Reproduce the material in full, unchanged.

====== Record set ======

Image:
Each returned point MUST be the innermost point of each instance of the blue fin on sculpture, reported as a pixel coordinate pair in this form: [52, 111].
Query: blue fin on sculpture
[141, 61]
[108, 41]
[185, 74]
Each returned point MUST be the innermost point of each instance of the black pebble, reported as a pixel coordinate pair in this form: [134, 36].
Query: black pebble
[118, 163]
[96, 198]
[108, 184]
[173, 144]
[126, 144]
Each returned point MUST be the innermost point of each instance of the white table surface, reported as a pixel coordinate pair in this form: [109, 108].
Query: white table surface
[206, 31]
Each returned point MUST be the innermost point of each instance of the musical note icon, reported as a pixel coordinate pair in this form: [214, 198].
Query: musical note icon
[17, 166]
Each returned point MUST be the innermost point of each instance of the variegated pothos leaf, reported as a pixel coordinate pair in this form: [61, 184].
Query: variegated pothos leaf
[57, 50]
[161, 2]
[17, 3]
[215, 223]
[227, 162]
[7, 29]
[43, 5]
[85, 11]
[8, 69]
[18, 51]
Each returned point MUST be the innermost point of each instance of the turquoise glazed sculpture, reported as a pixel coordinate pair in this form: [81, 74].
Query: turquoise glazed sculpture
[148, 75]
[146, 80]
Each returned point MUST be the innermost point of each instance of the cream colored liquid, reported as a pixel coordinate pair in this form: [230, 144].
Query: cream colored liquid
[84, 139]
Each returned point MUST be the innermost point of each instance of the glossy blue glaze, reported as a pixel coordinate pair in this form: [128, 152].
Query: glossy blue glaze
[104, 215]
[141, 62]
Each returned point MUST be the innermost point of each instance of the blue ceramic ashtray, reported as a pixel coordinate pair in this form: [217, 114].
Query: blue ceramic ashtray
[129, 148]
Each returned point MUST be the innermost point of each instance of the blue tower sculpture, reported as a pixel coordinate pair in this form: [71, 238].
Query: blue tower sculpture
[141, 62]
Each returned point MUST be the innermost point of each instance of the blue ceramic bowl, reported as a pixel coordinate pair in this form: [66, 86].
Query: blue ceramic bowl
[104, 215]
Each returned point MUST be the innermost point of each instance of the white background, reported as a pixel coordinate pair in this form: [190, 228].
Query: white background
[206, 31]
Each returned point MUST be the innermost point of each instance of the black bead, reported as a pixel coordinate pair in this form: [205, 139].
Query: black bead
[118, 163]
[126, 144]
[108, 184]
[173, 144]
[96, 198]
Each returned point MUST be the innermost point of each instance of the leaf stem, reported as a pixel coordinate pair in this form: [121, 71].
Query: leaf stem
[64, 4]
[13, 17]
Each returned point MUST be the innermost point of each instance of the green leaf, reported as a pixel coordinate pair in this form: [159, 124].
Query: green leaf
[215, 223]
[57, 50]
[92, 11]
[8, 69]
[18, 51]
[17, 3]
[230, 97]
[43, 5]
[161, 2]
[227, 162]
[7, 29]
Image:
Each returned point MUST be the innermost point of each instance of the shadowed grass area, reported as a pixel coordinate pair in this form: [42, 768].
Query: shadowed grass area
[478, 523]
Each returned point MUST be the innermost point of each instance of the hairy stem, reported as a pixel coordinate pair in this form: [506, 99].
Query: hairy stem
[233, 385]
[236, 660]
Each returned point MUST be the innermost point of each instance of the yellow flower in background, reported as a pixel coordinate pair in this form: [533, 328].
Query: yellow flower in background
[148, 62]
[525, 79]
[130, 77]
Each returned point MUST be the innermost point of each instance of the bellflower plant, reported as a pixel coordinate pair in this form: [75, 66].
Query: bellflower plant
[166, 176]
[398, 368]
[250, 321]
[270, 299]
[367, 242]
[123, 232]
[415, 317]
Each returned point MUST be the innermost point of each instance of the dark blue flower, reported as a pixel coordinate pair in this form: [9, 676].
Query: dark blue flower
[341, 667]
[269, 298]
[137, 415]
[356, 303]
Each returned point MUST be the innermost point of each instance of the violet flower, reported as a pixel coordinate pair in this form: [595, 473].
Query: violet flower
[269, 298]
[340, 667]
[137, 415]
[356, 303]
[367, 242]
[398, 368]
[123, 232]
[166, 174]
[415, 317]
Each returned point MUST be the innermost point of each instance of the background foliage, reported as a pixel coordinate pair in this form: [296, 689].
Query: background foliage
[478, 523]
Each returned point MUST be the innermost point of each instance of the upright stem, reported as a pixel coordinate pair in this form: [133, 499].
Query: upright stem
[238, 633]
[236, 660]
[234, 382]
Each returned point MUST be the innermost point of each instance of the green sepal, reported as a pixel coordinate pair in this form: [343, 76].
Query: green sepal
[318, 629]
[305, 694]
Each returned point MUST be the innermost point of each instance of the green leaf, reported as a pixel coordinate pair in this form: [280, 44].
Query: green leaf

======

Written response ->
Image:
Each returned point MUST be the innermost point of each instance of the blue fin on sculpture, reported as a pixel coordinate pair in this form: [52, 111].
Query: blue fin on sculpture
[141, 61]
[108, 41]
[185, 74]
Each returned point MUST be the innermost point of each instance of the black pebble, reported as a pixel coordinate pair in this form: [134, 36].
Query: black pebble
[118, 163]
[96, 198]
[108, 184]
[173, 144]
[126, 144]
Each returned point MUST be the innermost point of each instance of the white table surface, reported as a pixel coordinate pair in this form: [109, 108].
Query: white table surface
[206, 31]
Each returned point MUST be the innermost point of each instance of the musical note icon, reported as a pixel coordinate pair in this form: [214, 198].
Query: musical note icon
[17, 166]
Each returned point MUST be the innermost point of each instance of the variegated pothos leaf, reported as a pixel coordinate pair in this form: [61, 184].
Query: variegated pothos leaf
[57, 50]
[161, 2]
[17, 3]
[215, 223]
[227, 162]
[7, 29]
[43, 5]
[85, 11]
[8, 69]
[18, 51]
Each returned point MUST be the innermost point of each instance of the turquoise glazed sculpture, reported as a pixel coordinate pair in this form: [81, 74].
Query: turquoise glazed sculpture
[148, 75]
[146, 80]
Each returned point MUST be the innermost point of each instance of the cream colored liquid, reported as a pixel coordinate pair in this form: [230, 144].
Query: cream colored liquid
[84, 139]
Each returned point MUST be the innermost point of each instance of the glossy blue glaze, reported as a pixel coordinate pair in this form: [128, 152].
Query: glossy blue glaze
[104, 215]
[141, 62]
Each returned point MUST be the innermost point of each instance of the blue ceramic ashtray, reported as a pixel coordinate pair in this form: [217, 114].
Query: blue ceramic ashtray
[129, 148]
Each returned point MUST be the innermost point of each instance of the blue tower sculpture, reported as a pixel coordinate pair in this form: [71, 238].
Query: blue tower sculpture
[141, 62]
Each returned point MUST be the innermost point of each instance of the blue ceramic bowl, reported as a pixel coordinate pair in this form: [66, 86].
Query: blue ceramic bowl
[104, 215]
Each returned point MUST be the innermost point of each instance of the white background, reported as a pixel coordinate pair in this form: [190, 228].
Query: white background
[206, 31]
Each returned point MUST be the innermost point of each instance of the black bead, reported as a pixel coordinate pair in this form: [205, 139].
Query: black bead
[118, 163]
[126, 144]
[108, 184]
[173, 144]
[96, 198]
Each returned point MUST be the innermost point of each instance of the leaf stem, reported as a pixel coordinate pair in this form: [121, 71].
Query: leaf stem
[64, 4]
[13, 17]
Each returned point MUST be the innermost point of each instance of the green leaf, reported as a pixel coordinate pair in this form: [159, 124].
Query: green leaf
[215, 223]
[57, 50]
[92, 11]
[8, 69]
[18, 51]
[17, 3]
[230, 97]
[43, 5]
[161, 2]
[227, 162]
[7, 29]
Image:
Each returned point MUST be the innermost point of each instance of the shadowed grass area, reported as a pixel coordinate pair in this form: [42, 768].
Query: shadowed grass area
[478, 523]
Each returned point MUST be the innermost point of each instance of the hairy stem, reported as a pixel coordinate pair in this form: [506, 99].
Query: hairy stem
[233, 385]
[236, 660]
Each returned point MUST be the innermost point of each instance of the yellow flower in background, reported as a pixel coordinate pair in this form: [533, 328].
Query: yellow flower in background
[148, 62]
[525, 79]
[130, 77]
Each returned point MUST be the innermost point of each instance of the bellflower plant, reported as a pixel coordinate pair in this form: [75, 66].
Query: bellflower plant
[166, 176]
[398, 368]
[250, 321]
[270, 299]
[367, 242]
[123, 232]
[415, 317]
Each returned point MUST be the innermost point of each instance of the dark blue flower, reported as a pixel coordinate pair in this form: [9, 676].
Query: dark blue flower
[341, 667]
[269, 298]
[137, 415]
[356, 303]
Each returned point MUST be the innermost point of each instance of the violet flower, reported as a pixel coordinate pair in this form: [595, 473].
Query: violet flower
[269, 298]
[340, 667]
[137, 415]
[356, 303]
[367, 242]
[398, 368]
[123, 232]
[166, 174]
[415, 317]
Each returned point MUST be the innermost point of each instance of the background foliage, reported as a pixel coordinate pair in this form: [296, 689].
Query: background foliage
[478, 523]
Each returned point MUST be the innermost point of each instance of the upright stem, reported as a pixel coordinate pair in this form: [133, 499].
Query: upright stem
[238, 633]
[236, 660]
[234, 382]
Each returned point MUST be the innermost point of each instance of the green sepal, reported as a pixel coordinate pair in this form: [343, 76].
Query: green sepal
[318, 629]
[305, 694]
Each returned point MUST be the innermost point of each instance of the green leaf, reported as a pixel coordinate pair in this form: [280, 44].
Query: green leaf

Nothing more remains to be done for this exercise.